Hey, assclowns, there's NO JOB GROWTH. NONE. We need massive jobs programs that just don't build highways for select few contractors or keep police in this city or that city employed. We need to punish those that enjoy the protection of being incorporated in America but do everything they can to destroy Americans through outsourcing and visa abuses (if you want to enjoy the protection of America's laws and our government, then you will share in our burdens as well - Lesson #1). We have scientists, engineers, attorneys, researchers, machinists, artists, vets, doctors, etc., etc. dying out here because of your actions and inaction who desperately want, and need, living wage jobs. Dying. Stop your lies and your endless delays. Every honest study in the world is showing the middle class is being hollowed out purposely. Fewer taxes for the 1%, less regulation for the 1% (like the repeal of Glass-Steagall and the outsourcing of every job known to man + open borders) is killing Americans. Every time these people talk and push the same 1% agenda millions more needlessly suffer. But hey, they don't care, they're rich and corrupt and it's time to take a cruise on a megayacht with Bloomberg and Corzine and Geithner with some Colombia snow (imported with the help of Wells Fargo/BOA/Standard Chartered/HSBC/and other bankster money launderers) and escorts -just don't bring Big Gulps - those are bad for you.

Pushing Hard on the Interest Rate Rope

So, if I read the Fed Minutes correctly, the Fed's big idea is to lower interest rates further. We are below the rates of 1932 on almost every key interest rate. Who wins with rates this low? Don't say mortgage debtors or car buyers because at these rates the banks, or car dealers get incredibly picky. Fed goons will not say, buy up mortgages like the New Deal, or build something useful and productive.

Bank arbitrage is the most likely motive. Borrow at near zero and then speculate. It no longer matters if nobody will buy CDs or MM funds, the Fed will step up. Then, of course, you get your head in the hog troth table of speculative nstruments.

Banks will take the Fed money at zero, create almost no value
and everybody but the banks loses. As long as we tolerate the BS. The Crisis, and the Struggle continues.

Burton Leed

not savers that's for sure

Debtors save but savers are crucified with low interest rates. The lending standards for mortgages are way too tight, but if one gets a mortgage, you can finance a much larger home price. The idea is to flow money so more lending happens, inflation stays mega low with this never ending idea that is lending is increased somehow that's going to eventually wind it's way down to more hires, increased demand.

If I had to bet the farm at this point, I would place my bets that QE3 will not happen and the reasons are because oil is already through the roof, a key element for our economy, high oil prices are correlated to recessions and it's not getting people hired. That's the biggest crisis the U.S. has, it's not the stock market, equities, commodities, deflation and so on, it's demand, hiring, labor, employment.
....................
Questions to answer:
(A) In the comment thread, why does the last commenter bet that QE3 will not happen?
(B) Say whether each statement agrees with the comment thread, answering yes or no and quoting the deciding words.
(i) The post on interest rates says current rates are below those of 1932 on almost every key rate.
(ii) The last commenter considers mortgage lending standards too loose.
(iii) The last commenter names the stock market as the biggest crisis in the U.S.
(C) According to the post on interest rates in the comment thread, what is the most likely motive behind the Fed's plan to lower rates further?
....................
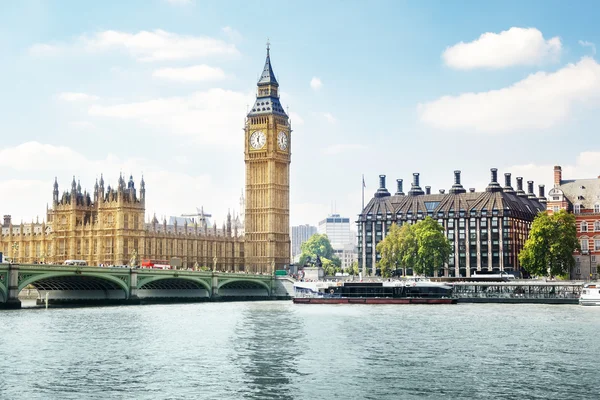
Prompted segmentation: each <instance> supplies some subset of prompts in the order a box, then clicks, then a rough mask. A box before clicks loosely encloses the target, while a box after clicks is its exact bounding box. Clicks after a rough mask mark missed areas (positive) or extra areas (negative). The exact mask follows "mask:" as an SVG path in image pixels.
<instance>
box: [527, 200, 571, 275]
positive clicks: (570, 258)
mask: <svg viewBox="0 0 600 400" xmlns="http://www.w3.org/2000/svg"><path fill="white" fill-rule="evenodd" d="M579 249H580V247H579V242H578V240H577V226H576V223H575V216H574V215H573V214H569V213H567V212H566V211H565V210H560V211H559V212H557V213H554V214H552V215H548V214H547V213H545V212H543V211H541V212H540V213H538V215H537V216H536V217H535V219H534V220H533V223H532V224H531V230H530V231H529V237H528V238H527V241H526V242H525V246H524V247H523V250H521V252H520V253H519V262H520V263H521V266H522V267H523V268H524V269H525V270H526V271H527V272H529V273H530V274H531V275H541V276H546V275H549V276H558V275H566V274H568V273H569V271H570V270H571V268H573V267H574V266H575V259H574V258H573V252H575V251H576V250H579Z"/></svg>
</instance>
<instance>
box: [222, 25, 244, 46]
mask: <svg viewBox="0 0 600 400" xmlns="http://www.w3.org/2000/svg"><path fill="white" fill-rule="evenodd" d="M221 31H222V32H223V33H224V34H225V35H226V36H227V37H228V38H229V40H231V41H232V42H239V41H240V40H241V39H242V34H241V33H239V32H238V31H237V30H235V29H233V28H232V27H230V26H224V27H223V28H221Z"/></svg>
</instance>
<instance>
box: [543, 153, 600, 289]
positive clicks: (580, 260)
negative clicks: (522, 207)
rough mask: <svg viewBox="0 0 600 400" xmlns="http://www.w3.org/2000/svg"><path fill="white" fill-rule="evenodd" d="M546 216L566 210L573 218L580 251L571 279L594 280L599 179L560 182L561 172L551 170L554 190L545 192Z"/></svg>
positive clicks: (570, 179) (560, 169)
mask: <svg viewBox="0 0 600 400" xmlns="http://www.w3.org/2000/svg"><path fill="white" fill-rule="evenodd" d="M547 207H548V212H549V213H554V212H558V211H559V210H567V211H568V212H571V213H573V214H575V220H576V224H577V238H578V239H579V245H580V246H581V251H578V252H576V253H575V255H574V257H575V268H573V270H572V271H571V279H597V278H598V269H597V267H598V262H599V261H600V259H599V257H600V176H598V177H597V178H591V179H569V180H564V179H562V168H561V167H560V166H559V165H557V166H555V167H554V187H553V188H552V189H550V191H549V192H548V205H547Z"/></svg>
....................
Solved problems:
(A) The commenter says oil prices are already very high, that oil is a key element of the economy and high oil prices are correlated with recessions, and that the policy is not getting people hired.

(B)
(i) Yes: "We are below the rates of 1932 on almost every key interest rate."
(ii) No: "The lending standards for mortgages are way too tight"
(iii) No: "it's not the stock market, equities, commodities, deflation and so on, it's demand, hiring, labor, employment."

(C) Bank arbitrage.